* _Brief 1_: Name every person mentioned in the OpenBSD book review below.

* _Source text_:

────────

Secure Architectures with OpenBSD
The godfather of OpenBSD, Theo De Raadt, was given space on the cover for a snarky comment, his blessing apparently, that the book "works in tandem with OpenBSD's manual pages. As a result it will help many users grow..."
This comment is apropos, since the OpenBSD man pages, beginning with man afterboot, are some of the best getting-started OS documentation available anywhere on the net. So it is perhaps fair that a certain justification be offered for texts on this topic. This book gives many example configurations, some shell scripts, and an organizational approach that are simply beyond what one can realistically expect from the online manual pages. So yes, Theo, this book is destined to help mere mortals grow in knowledge and skill.
One nice feature of this book is that its authors refer to Linux equivalents where appropriate, e.g., in terms of configuration and system file locations and names. This makes it an ideal text for a Linux sysadmin who wants to take OpenBSD for a test drive on the public network. Two chapters covering the OpenBSD packet filter (pf) and IPSec are the gems of this text and even advanced Linux users will likely benefit from alternative approaches to solving the same problems in the alternate universe of a different operating system.
The Start-Up and Shutdown chapter has a careful and complete walk-through of /etc/rc, the equivalent of Linux's inittab. I found this to be a useful part of the book, because the various parts of this script are not always obvious from a first read through of the shell commands. Palmer and Nazario break it down into 41 sections, each with a discrete purpose. After running through the primary boot process run commands script, a brief explanation is given of each of the seven default OpenBSD processes.

────────

* _Source data_:
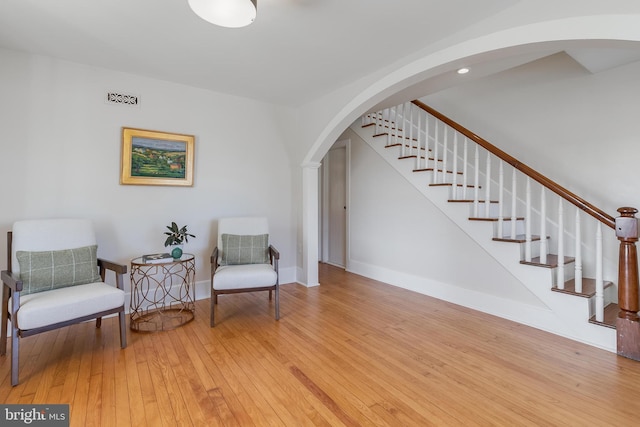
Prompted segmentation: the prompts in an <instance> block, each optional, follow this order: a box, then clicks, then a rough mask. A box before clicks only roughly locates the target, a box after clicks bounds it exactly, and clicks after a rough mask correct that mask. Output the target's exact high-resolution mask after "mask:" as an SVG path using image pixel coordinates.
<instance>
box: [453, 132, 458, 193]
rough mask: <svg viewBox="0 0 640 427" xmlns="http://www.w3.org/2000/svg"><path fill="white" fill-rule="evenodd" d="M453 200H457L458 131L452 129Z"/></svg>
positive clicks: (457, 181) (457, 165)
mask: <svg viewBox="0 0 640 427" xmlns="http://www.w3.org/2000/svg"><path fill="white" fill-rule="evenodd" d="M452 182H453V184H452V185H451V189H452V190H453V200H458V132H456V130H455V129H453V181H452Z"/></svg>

────────

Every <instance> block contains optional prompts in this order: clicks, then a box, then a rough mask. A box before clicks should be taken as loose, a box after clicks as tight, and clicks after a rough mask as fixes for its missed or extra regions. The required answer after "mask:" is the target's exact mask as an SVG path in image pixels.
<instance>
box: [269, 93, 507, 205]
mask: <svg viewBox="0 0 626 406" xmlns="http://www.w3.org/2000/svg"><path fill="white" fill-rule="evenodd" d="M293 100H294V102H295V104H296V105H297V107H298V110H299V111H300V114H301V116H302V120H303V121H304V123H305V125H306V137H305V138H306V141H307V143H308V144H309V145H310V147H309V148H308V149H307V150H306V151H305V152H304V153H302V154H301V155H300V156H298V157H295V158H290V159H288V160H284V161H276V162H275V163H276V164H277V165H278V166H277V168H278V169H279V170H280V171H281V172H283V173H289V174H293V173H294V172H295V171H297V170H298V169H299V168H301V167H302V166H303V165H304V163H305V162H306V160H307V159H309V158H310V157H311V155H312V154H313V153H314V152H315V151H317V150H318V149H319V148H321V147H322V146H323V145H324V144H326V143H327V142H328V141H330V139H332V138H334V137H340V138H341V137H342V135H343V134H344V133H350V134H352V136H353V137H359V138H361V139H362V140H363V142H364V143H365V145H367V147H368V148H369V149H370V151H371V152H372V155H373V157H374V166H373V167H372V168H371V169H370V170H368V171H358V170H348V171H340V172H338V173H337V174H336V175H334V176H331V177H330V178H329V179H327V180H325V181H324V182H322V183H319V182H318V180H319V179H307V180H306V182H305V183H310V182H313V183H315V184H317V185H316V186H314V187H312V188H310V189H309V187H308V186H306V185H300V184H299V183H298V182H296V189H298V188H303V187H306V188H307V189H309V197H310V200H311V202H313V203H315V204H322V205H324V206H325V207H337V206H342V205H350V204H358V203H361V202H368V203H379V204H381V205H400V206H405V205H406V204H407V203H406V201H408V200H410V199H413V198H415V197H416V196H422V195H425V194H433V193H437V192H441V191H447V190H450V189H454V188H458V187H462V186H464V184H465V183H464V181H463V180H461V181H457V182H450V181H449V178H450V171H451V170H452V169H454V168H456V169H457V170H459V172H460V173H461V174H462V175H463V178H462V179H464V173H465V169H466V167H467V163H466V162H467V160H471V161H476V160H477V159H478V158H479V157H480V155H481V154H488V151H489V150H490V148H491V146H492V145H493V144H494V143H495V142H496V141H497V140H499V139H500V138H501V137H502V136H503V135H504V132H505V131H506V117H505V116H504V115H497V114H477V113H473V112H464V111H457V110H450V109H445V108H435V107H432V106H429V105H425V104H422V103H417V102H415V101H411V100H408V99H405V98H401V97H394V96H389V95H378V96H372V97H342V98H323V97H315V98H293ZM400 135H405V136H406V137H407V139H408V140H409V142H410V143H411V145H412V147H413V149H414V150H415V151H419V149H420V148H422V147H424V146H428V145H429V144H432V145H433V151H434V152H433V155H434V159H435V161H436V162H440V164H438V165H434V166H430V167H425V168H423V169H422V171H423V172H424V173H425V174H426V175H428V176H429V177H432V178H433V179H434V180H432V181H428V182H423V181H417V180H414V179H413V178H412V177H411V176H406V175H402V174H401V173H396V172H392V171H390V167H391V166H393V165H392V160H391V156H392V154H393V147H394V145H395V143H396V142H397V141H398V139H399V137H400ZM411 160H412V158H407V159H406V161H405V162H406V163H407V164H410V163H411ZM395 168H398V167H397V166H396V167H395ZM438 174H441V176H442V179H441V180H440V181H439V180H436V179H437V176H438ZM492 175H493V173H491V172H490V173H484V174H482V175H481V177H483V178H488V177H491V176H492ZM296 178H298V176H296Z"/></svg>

────────

* _Brief 2_: From the records above, reproduce the lines verbatim, beginning at the line that contains "Prompted segmentation: the" and stopping after the line that contains "box: [453, 132, 458, 193]".

* _Written answer 1_: Theo De Raadt, Palmer, Nazario

* _Written answer 2_:
Prompted segmentation: the prompts in an <instance> block, each optional, follow this order: a box, then clicks, then a rough mask. A box before clicks only roughly locates the target, a box after clicks bounds it exactly, and clicks after a rough mask correct that mask. Output the target's exact high-resolution mask after "mask:" as an SVG path using image pixel coordinates.
<instance>
box: [453, 132, 458, 193]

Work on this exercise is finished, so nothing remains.